Spotlight on Artist Jenifer Le
Welcome to The Elective’s digital art museum, dedicated to the incredible work of AP Arts students. This week we feature an acrylic and ink on paper piece made by Jenifer Le from Lakota East High School in Liberty Township, Ohio.
Welcome to The Elective’s digital art museum, dedicated to the incredible work of AP Arts students. Each week we highlight a work or series created in one of the AP Arts concentrations—AP 2-D Art and Design, 3-D Art and Design, and AP Drawing (the AP Program also offers Art History and Music Theory)—as well as a statement from the artist (and, occasionally, their teacher).
From the first cave paintings to contemporary breakthroughs in virtually reality, art, in all its forms, has been a crucial way for people to process, make sense of, comment on, and grapple with the world around them. In 2020, there is a lot to process and grapple with—and AP Art students have risen to the challenge. The work many of them submitted in their final portfolios is explicitly of the moment, from commentary on the covid-19 pandemic to the celebration of people of color to the nature of heroism in perilous times.
The work is often challenging and provocative but always insightful, inspiring, and expansive.
This week we feature an acrylic and ink on paper piece made by Jenifer Le from Lakota East High School in Liberty Township, Ohio.
Here’s Jenifer’s statement on the work:
“Whenever I went clothes shopping, I'd always slide my hand through the clothing racks and feel the different fabric and textures. I'd ask myself, 'How can I show the viewer the feeling of fabric and its beauty at the same time" through my art?'
For this piece, I wanted to try something different while maintaining my Sustained Investigation. I sketched out the figure and dotted the skin, then worked on the clothing and colored the hair. I shaded with dots and lines, painted flat colors, then painted stripes.
For other in my portfolio, I was inspired by Greek sculptures with clothing draped over their bodies in intricate detail. I wanted to replicate the same feeling of delicateness while also experimenting with different colors for shading.
Over time, I decided to include pieces that displayed texture instead of just figures in fabric. This was the year I really got into painting, as I mostly used colored pencils and markers to do art previously. I tried my hand at painting detailed clothing but decided to add in colored pencils on some pieces, as they helped bring them together with more features and create more depth.”
Here are a few more pieces from Jenifer’s portfolio:
Inspired by Greek statues with intricate draped clothing over them, I wanted to replicate the feeling. I First sketched out the figure, then worked from region to region for accurate detail.
I sketched and outlined first, then I colored the background, then the figure, and finally added the water drops in.
I first painted the background and drew out the figure, then I shaded the fabric and finally the person.
Student statements are lightly edited for clarity.

──────────────────────────────

_Assignment_.
Decide whether each statement agrees with the Jenifer Le spotlight, and answer yes or no, quoting the words that settle it:
1. The featured piece is acrylic and ink on paper.
2. Before this year, the artist mostly worked in oil paint.
3. The student statements are published with no editing.
The data that follows has nothing to do with the Jenifer Le spotlight.

──────────────────────────────

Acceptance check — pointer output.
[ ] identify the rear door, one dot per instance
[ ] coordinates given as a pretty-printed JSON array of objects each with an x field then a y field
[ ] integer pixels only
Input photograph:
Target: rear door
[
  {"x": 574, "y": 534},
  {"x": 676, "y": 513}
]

──────────────────────────────

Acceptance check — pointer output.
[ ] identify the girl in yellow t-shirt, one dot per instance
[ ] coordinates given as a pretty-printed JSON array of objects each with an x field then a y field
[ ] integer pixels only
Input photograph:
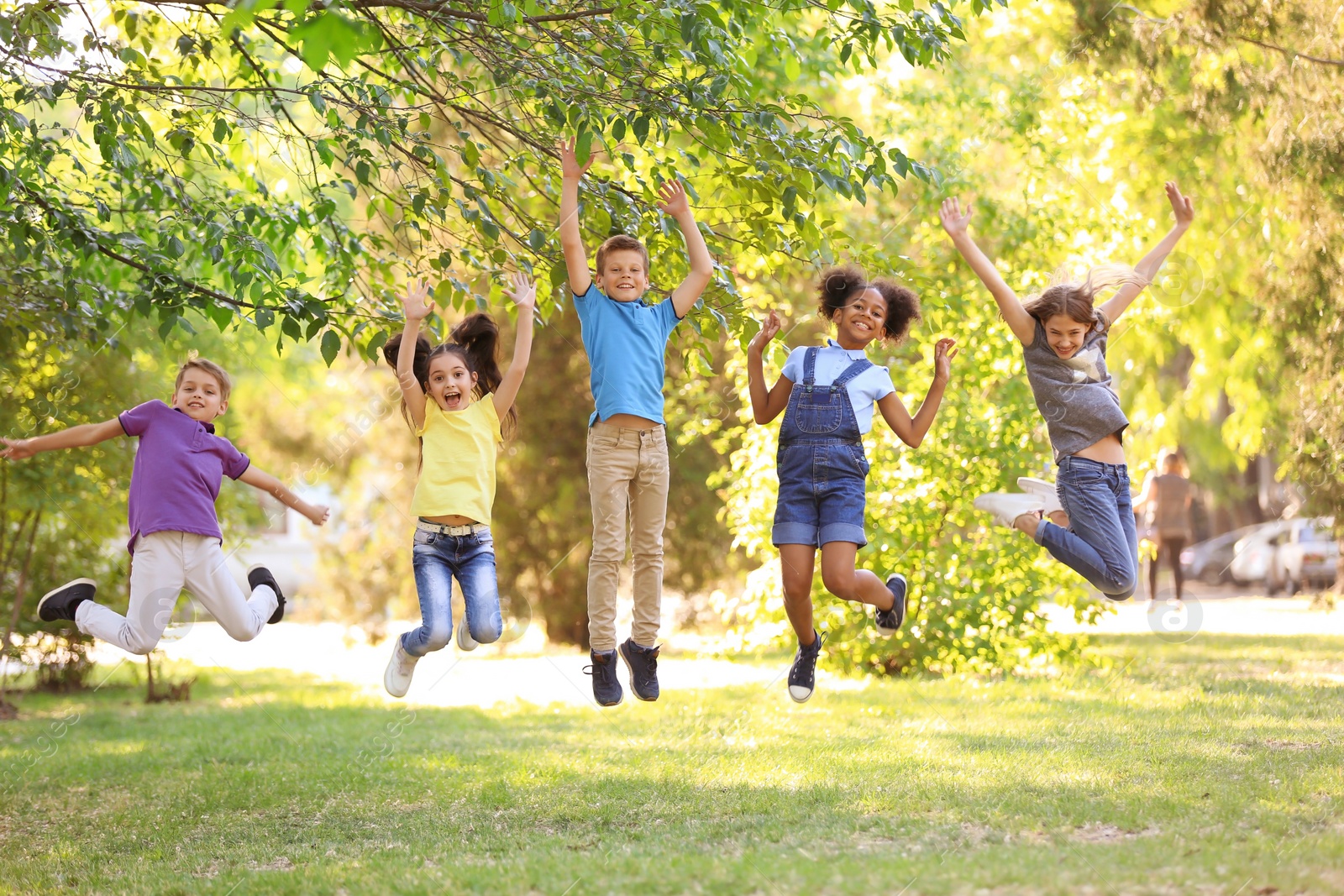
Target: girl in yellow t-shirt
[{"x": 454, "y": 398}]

──────────────────────────────

_Answer to this exercise_.
1. Yes: "an acrylic and ink on paper piece made by Jenifer Le"
2. No: "I mostly used colored pencils and markers to do art previously"
3. No: "Student statements are lightly edited for clarity."